━━━━━ Input records ━━━━━
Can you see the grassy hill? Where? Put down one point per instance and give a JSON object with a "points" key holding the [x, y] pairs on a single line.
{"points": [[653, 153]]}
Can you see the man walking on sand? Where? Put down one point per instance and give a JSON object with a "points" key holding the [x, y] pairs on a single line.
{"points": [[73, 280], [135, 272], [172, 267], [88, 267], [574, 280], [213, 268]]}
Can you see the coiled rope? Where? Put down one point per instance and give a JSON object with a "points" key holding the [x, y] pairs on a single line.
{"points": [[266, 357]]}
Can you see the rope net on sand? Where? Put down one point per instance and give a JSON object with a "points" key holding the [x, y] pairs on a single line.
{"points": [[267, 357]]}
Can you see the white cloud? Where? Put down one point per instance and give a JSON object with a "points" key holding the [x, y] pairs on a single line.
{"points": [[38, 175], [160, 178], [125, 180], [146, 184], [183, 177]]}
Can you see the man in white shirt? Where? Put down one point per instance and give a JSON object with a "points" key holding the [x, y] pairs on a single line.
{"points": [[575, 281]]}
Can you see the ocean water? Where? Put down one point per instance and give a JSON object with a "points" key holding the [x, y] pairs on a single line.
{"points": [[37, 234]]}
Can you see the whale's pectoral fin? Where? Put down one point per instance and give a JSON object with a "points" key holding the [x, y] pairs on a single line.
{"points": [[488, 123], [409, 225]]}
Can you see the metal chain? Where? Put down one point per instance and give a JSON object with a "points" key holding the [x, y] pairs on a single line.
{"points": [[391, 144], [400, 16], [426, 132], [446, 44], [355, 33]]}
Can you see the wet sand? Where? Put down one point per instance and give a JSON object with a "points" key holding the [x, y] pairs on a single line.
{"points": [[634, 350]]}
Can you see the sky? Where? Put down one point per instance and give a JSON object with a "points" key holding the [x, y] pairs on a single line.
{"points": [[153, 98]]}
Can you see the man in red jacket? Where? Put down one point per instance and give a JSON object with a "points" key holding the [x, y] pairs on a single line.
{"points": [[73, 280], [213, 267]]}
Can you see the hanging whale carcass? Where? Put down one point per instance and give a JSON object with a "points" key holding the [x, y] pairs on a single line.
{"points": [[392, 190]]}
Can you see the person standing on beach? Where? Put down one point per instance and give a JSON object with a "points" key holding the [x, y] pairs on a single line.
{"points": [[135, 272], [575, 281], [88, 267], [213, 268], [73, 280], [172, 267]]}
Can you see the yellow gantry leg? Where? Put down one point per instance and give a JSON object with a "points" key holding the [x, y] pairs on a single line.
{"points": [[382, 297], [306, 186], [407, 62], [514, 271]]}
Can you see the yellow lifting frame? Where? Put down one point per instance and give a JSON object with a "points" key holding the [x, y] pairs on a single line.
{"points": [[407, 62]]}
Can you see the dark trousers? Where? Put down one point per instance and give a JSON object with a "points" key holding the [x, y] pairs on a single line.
━━━━━
━━━━━ Input records ━━━━━
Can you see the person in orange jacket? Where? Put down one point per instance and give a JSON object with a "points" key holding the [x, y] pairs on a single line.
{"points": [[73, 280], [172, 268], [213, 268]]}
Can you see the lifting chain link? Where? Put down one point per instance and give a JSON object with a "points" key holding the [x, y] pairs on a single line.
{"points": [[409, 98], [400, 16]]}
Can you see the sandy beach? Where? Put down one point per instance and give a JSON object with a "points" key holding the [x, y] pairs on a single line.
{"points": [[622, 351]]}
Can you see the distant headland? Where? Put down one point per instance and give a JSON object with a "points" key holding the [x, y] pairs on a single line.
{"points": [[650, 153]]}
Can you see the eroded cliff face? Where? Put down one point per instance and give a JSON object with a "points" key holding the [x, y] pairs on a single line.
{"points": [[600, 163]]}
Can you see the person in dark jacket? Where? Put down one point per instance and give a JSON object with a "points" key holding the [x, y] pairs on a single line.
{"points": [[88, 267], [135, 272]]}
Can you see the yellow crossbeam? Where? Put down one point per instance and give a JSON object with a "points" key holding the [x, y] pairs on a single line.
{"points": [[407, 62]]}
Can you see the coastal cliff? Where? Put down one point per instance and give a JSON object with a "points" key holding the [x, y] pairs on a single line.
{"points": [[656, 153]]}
━━━━━
◆ Goal:
Count how many lines in the saved data entries above contain the word "white". Reply with the number only.

◆ Full response:
2